● **Description of the task**
Recast the part of the rows that opens with the line containing "Phrase: white sky" and closes at the end of the rows as a Markdown table with the columns No. and Text, numbering each line and omitting blank lines. Leave the pictures out of the answer.

■ ■ ■ ■ ■ ■ ■

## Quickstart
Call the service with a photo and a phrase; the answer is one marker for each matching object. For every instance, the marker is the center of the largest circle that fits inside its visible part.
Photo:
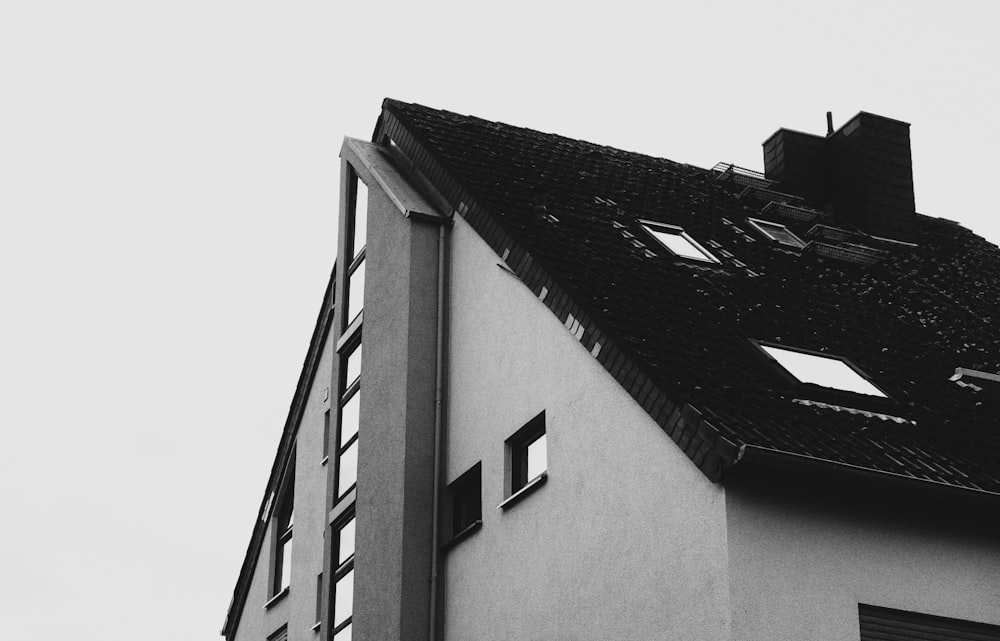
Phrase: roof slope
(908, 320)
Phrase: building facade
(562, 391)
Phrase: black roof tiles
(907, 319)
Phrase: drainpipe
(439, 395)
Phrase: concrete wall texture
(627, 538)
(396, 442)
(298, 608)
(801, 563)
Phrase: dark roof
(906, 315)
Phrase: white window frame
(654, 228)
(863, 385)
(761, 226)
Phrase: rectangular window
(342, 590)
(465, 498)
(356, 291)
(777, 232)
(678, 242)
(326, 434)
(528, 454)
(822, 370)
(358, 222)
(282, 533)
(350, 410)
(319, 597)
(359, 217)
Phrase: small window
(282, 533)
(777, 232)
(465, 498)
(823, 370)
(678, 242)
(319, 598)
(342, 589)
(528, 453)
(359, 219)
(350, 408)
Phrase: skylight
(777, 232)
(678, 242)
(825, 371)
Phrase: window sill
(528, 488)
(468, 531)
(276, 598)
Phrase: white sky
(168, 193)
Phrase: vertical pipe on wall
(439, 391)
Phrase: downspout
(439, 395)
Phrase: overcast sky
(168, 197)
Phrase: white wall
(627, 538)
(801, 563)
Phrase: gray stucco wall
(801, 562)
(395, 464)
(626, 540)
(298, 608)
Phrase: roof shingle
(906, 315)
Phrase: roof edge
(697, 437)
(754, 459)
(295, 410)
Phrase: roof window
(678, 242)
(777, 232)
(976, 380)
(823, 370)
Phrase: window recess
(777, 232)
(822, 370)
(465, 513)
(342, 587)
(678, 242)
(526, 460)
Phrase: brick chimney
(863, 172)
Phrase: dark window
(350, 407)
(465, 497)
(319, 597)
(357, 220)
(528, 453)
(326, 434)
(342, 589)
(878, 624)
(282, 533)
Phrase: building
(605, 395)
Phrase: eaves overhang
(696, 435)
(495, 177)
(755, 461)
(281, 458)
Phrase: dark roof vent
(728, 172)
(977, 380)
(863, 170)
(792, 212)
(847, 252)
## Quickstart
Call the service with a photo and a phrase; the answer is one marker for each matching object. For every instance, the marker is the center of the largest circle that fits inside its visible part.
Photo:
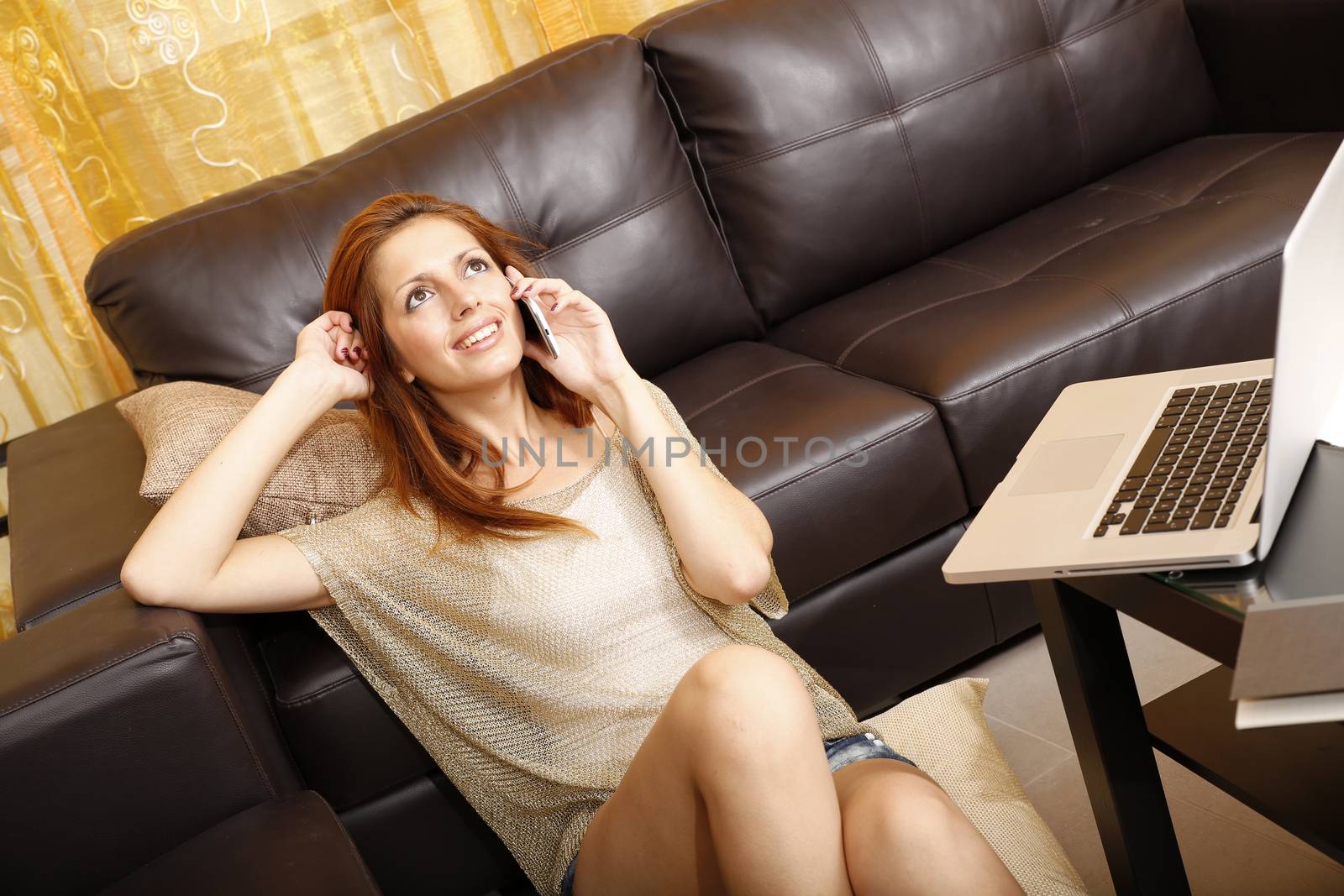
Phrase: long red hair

■ ■ ■ ■ ■ ■ ■

● **Answer to the problem**
| No. | Text |
|---|---|
| 1 | Phrase: white sky |
| 2 | (168, 193) |
| 3 | Phrase: vertical pipe on wall |
| 4 | (439, 391) |
| 5 | Phrase: downspout |
| 6 | (439, 395) |
| 7 | Phrase: overcast sky |
| 8 | (168, 197) |
| 9 | Phrase: white wall |
| 10 | (627, 538) |
| 11 | (801, 563) |
| 12 | Phrase: gray stucco wall |
| 13 | (801, 562) |
| 14 | (395, 464) |
| 15 | (626, 540) |
| 16 | (298, 608) |
| 17 | Phrase: roof shingle |
| 18 | (906, 315) |
| 19 | Phrase: roof edge |
| 20 | (697, 437) |
| 21 | (754, 459) |
| 22 | (295, 410) |
| 23 | Phrase: roof window |
| 24 | (678, 242) |
| 25 | (777, 232) |
| 26 | (976, 380) |
| 27 | (823, 370) |
| 28 | Phrase: window recess |
| 29 | (777, 232) |
| 30 | (822, 370) |
| 31 | (465, 513) |
| 32 | (342, 587) |
| 33 | (678, 242) |
| 34 | (526, 460) |
| 35 | Phrase: brick chimney |
| 36 | (863, 172) |
| 37 | Phrase: dark window |
| 38 | (350, 407) |
| 39 | (465, 497) |
| 40 | (319, 597) |
| 41 | (357, 220) |
| 42 | (528, 453) |
| 43 | (326, 434) |
| 44 | (342, 589) |
| 45 | (878, 624) |
| 46 | (282, 533) |
| 47 | Phrase: building |
| 48 | (605, 395) |
| 49 | Phrase: eaves overhang |
| 50 | (696, 435) |
| 51 | (495, 177) |
| 52 | (755, 461) |
| 53 | (281, 458) |
| 54 | Phrase: dark roof vent |
| 55 | (728, 172) |
| 56 | (977, 380) |
| 57 | (863, 170) |
| 58 | (792, 212) |
| 59 | (847, 252) |
| 60 | ## Quickstart |
| 61 | Call the service with a photo and a phrase; the answer is one marker for each matching object. For every instance, the marker is the center of the largest circle that fits inside its visible part. |
| 62 | Photo: |
| 63 | Phrase: long red hair |